Telemedizin wird intensiv beforscht

Um die virtuelle Patientenbetreuung gründlich zu erforschen, sind in letzter Zeit etliche Telemedizin-Projekte aufgebaut worden. Klar ist, dass die technische Umsetzung im CF-Zentrum und beim Patienten sorgfältig etabliert werden muss, aber auch die Abläufe im CF-Zentrum müssen umgestellt und manchmal auch Überzeugungsarbeit bei Behandlern und Patienten geleistet werden. Sind die Abläufe und die Technik aber etabliert, kann die virtuelle Versorgung den normalen Ambulanzablauf unterstützen und in Pandemie-Zeiten schnell und zielgerichtet eingesetzt werden, wie beispielsweise in dem irischen TECC (Telemedicine Cystic Fibrosis Corona)-Projekt gezeigt wurde. Sowohl die teilnehmenden Patienten als auch das CF-Team waren laut Professor Barry Plant aus Cork begeistert. Das Projekt umfasste nicht allein die ärztliche Betreuung, sondern alle CF-Behandler wurden einbezogen. 

In einem deutschen Projekt (eICE) wird derzeit untersucht, wie gut mit telemedizinischer Unterstützung eine engmaschige Messung der Lungenfunktion zuhause gelingen, sowie die Therapieadhärenz unterstützt werden kann. Das Projekt kombiniert die Lungenfunktionsmessung zuhause mit telefonischem Coaching und ärztlicher Unterstützung per Video. Ziel ist es, Verschlechterungen der Lungenfunktion früh zu entdecken – im besten Fall früher als bei der konventionellen Versorgung im CF-Zentrum.

ARBEITSAUFTRAG A:
Nennen Sie alle Bestandteile, die das deutsche Projekt eICE laut dem Auszug zur Telemedizin miteinander kombiniert.
ARBEITSAUFTRAG B:
Geben Sie aus dem Auszug zur Telemedizin den Abschnitt wortgetreu wieder, der bei den Worten „Um die virtuelle“ beginnt und nach den Worten „CF-Behandler wurden einbezogen.“ endet.

DATENAUSZÜGE:
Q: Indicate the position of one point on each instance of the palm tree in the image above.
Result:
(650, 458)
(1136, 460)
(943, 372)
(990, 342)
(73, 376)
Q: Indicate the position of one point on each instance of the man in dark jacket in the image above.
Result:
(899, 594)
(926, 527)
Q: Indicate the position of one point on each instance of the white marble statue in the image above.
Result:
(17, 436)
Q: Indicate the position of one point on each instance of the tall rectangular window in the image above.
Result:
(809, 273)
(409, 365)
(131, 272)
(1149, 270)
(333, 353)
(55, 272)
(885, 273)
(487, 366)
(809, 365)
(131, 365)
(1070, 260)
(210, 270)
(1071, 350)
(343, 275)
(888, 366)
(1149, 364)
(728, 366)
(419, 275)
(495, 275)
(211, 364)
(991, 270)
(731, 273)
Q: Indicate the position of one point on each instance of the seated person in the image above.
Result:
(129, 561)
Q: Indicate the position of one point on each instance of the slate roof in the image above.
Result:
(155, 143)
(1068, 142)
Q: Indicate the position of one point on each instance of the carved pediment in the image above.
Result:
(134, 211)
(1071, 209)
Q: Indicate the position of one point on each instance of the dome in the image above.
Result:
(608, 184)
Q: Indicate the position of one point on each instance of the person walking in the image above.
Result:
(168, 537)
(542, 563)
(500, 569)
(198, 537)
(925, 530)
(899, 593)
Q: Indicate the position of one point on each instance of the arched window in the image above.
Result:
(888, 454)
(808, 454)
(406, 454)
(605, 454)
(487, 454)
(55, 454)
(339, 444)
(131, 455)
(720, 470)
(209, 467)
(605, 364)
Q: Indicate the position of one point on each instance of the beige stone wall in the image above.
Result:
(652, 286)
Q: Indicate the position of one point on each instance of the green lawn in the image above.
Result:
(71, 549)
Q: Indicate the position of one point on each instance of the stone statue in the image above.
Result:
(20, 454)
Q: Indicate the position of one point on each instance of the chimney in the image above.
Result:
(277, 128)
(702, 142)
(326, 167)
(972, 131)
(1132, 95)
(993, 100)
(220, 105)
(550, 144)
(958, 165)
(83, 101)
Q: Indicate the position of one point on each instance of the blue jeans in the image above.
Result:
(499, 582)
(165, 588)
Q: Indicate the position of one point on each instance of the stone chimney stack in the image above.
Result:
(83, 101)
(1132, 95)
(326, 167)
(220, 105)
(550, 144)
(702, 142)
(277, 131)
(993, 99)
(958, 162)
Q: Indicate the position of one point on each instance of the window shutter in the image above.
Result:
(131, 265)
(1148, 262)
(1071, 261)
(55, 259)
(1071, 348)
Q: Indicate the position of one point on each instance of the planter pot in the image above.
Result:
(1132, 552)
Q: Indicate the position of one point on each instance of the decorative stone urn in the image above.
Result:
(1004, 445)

ERWARTETE ANTWORT A:
- Lungenfunktionsmessung zuhause
- telefonisches Coaching
- ärztliche Unterstützung per Video

ERWARTETE ANTWORT B:
Um die virtuelle Patientenbetreuung gründlich zu erforschen, sind in letzter Zeit etliche Telemedizin-Projekte aufgebaut worden. Klar ist, dass die technische Umsetzung im CF-Zentrum und beim Patienten sorgfältig etabliert werden muss, aber auch die Abläufe im CF-Zentrum müssen umgestellt und manchmal auch Überzeugungsarbeit bei Behandlern und Patienten geleistet werden. Sind die Abläufe und die Technik aber etabliert, kann die virtuelle Versorgung den normalen Ambulanzablauf unterstützen und in Pandemie-Zeiten schnell und zielgerichtet eingesetzt werden, wie beispielsweise in dem irischen TECC (Telemedicine Cystic Fibrosis Corona)-Projekt gezeigt wurde. Sowohl die teilnehmenden Patienten als auch das CF-Team waren laut Professor Barry Plant aus Cork begeistert. Das Projekt umfasste nicht allein die ärztliche Betreuung, sondern alle CF-Behandler wurden einbezogen.